Kasab faces the death penalty if convicted on the charges of
murder and waging war against the country.

As the 66th day of Kasab's trial started Monday morning, he
stood up just as a prosecution witness was to take the stand, and
addressed the judge.

"Sir, I plead guilty to my crime," said Kasab, 21, triggering
a collective gasp in the courtroom.

After a debate on the legality of such a confession, Kasab's
statement was recorded, and the judge said he would have Kasab sign
each page of the document, which would be reviewed by his lawyer,
formally reversing his plea from innocent to guilty.

Kasab said he and Abu Ismail went to the Chatrapati Shivaji
railway station in a taxi and left a bomb in the vehicle.

"I went to the restroom and attached a battery to a bomb and
put it in a bag. Abu followed me to restroom and I asked him what I
should do with the bomb."

"'Let's see,' Abu told me," he said.

They moved to the railroad station hall, packed with commuters.
Abu Ismail put the bag near a pillar and stood close to a wall
where they began shooting at people. Soon, policemen joined the
fight. The bomb never exploded.

"I was firing and Abu was hurling hand grenades ... I fired at
a policeman after which there was no firing from the police side,"
Kasab said.

From the railway station, where they killed more than 50, the
two went to Cama hospital. A few more were killed there. The pair
then went to the Chowpatty beach in a hijacked vehicle where Ismail
was killed and Kasab was captured after a shootout with the police.

Kasab was treated for wounds and has since been held in solitary
confinement in Mumbai's Arthur Road Jail where the trial is being
conducted.

The siege of Mumbai, India's financial and entertainment
capital, ended Nov. 29 with troops storming the Taj Mahal Hotel
where some gunmen were holding hostages. All attackers except Kasab
were killed.

Kasab said his confession was not coerced. "There is no
pressure on me. I am making the statement of my own will," he
said.

As part of the confession, he told how he became involved with
Lashkar-e-Taiba. He said he became unhappy with his low wages as a
shop assistant in the town of Jhelum in Pakistan, and left for
Rawalpindi with the intention of becoming a professional robber.

While attending a festival in Rawalpindi, he and a friend
decided to seek out the mujahedeen, who they thought could help
train them as bandits. They went to a local bazaar and were
directed to the local Lashkar office, he said.

**TASK INSTRUCTIONS**
1. According to the article on Kasab's trial, why did Kasab and a friend go looking for the mujahedeen while in Rawalpindi? Answer in one to three sentences.
2. In the article on Kasab's trial, where has Kasab been held since being treated for his wounds?
3. Proceed with the article on Kasab's trial, picking up right after its last sentence.
The items come from a different source and have no connection to the article on Kasab's trial.

**MATERIAL SUPPLIED**
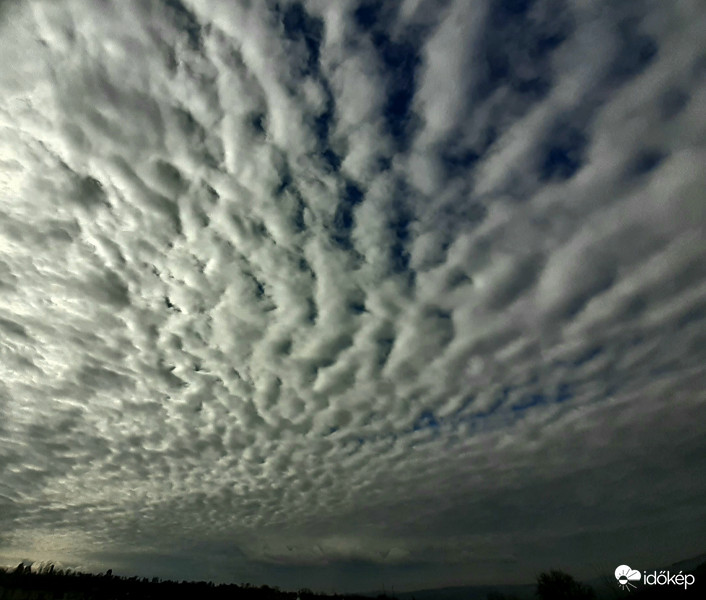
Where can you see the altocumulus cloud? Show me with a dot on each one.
(338, 293)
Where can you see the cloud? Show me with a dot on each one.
(321, 291)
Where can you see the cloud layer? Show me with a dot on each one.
(331, 293)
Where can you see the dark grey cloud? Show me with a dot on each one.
(341, 294)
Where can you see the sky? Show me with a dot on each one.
(352, 294)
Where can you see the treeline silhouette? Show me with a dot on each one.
(51, 583)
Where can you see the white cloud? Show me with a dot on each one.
(252, 306)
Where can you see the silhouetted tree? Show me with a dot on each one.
(557, 585)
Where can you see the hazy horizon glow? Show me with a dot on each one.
(344, 294)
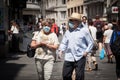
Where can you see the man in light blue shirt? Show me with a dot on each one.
(76, 44)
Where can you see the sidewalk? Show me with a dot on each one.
(20, 67)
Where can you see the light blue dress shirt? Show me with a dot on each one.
(75, 43)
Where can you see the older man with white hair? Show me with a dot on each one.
(106, 39)
(76, 44)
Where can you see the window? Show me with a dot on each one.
(63, 14)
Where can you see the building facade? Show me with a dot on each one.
(110, 13)
(94, 7)
(32, 11)
(75, 6)
(56, 9)
(4, 18)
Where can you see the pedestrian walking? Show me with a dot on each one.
(106, 40)
(46, 44)
(99, 25)
(14, 31)
(91, 59)
(76, 44)
(54, 27)
(115, 41)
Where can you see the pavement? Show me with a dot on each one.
(20, 67)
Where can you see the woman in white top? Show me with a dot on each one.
(46, 44)
(106, 39)
(14, 31)
(91, 58)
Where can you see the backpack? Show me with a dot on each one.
(115, 46)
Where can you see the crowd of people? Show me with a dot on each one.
(79, 36)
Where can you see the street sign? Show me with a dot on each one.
(114, 9)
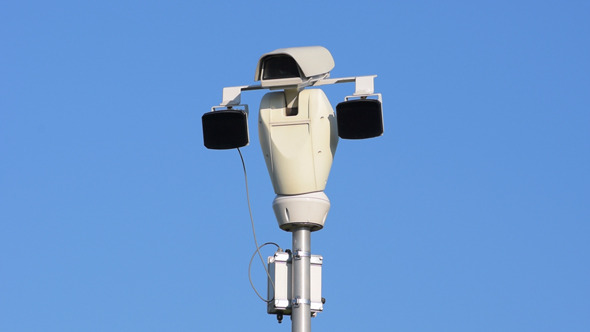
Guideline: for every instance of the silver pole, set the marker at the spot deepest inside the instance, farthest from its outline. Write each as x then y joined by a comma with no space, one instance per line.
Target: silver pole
301,306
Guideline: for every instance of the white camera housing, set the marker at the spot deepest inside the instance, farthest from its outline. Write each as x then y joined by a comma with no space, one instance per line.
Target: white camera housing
298,148
293,66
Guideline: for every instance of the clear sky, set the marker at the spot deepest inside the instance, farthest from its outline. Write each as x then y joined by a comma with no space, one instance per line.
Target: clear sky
471,213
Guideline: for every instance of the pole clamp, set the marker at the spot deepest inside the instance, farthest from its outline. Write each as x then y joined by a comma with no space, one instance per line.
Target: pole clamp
298,254
297,301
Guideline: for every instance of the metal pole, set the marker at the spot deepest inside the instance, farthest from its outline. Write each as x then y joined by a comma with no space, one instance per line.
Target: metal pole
301,306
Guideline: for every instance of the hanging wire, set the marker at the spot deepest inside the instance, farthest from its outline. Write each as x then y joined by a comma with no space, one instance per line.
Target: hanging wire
255,240
250,268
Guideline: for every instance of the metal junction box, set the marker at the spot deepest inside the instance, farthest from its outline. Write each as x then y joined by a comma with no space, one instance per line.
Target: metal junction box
279,268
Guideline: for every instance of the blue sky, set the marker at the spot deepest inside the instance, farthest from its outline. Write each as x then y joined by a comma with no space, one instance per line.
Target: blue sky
471,213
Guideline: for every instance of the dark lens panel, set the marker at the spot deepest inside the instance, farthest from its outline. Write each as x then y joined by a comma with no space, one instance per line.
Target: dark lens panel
280,66
225,129
359,119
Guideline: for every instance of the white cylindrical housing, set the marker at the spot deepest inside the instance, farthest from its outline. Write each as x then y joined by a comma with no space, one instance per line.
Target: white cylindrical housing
307,210
298,147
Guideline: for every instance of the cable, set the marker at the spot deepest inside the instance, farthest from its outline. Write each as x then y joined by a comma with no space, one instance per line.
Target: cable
254,233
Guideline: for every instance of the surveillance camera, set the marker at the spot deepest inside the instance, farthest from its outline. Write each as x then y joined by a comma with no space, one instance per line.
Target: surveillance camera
293,66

**OUTPUTS IN ORDER**
1. They believed the mujahedeen could train them as bandits. Kasab had gone to Rawalpindi intending to become a professional robber after growing unhappy with his low wages as a shop assistant in Jhelum.

2. He has been held in solitary confinement in Mumbai's Arthur Road Jail.

3.
Before being sent to India, Kasab said he lived in a house in
Pakistan's largest city Karachi for a month-and-a-half with 10
other young men. All of them were transferred to another home and
taken to sea where they met four handlers.

One of them was an Indian, who taught the attackers Hindi, he
said.

Kasab confessed after his capture, but later withdrew that
statement, saying it had been made under duress.

Last week, the Pakistan government gave a dossier to India
providing new evidence of Lashkar-e-Taiba's role in the attack, and
naming Kasab as a participant.

Asked by judge M.L. Tahiliyani why he confessed now, Kasab said
it was because the Pakistani government recently acknowledged he
was a Pakistani citizen, dealing a blow to his defense.

"If Pakistan has accepted me as its citizen, then end this case
and punish me for my crime," he said. "My request is that we end
the trial and I be sentenced."

Tahiliyani said no immediate judgment would be issued and the
trial will resume Tuesday.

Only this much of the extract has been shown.